Start of SUPPLIED ENTRIES
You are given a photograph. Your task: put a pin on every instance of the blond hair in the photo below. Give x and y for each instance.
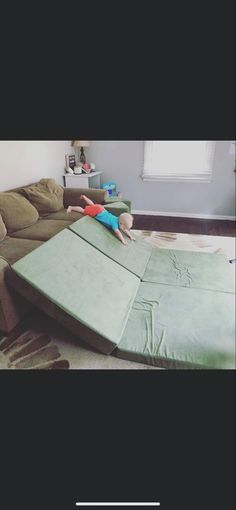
(126, 220)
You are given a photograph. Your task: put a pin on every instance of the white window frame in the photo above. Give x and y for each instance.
(191, 177)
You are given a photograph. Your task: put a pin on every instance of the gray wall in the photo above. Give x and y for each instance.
(122, 162)
(24, 162)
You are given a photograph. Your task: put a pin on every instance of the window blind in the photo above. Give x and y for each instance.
(178, 160)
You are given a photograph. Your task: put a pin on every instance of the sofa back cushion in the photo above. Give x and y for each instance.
(3, 230)
(17, 212)
(46, 196)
End of SUPPLIED ENTRIES
Give back every record above word for word, dropping pictures.

You are given a photograph. Your task: put a pin on every instance of the blond hair in the photo below. Give x and y for each instance.
(126, 220)
You are given a photograph. Your task: put a pin on every instance of the white window frame in the photo above. Give x and y for each instance.
(191, 177)
You are given a photograph. Your task: put a pin on every instance of the gray wall in the photo above. Give x and y for each instance.
(122, 162)
(24, 162)
You are given a photograph. Your task: put a pin on every instance of the window blind in the photo above. Give x and y for each instance.
(178, 160)
You are given a photograph. Your task: put a pin on every instance of the sofa back cushion in the photo above. Give x and y for each instance.
(3, 230)
(17, 212)
(46, 196)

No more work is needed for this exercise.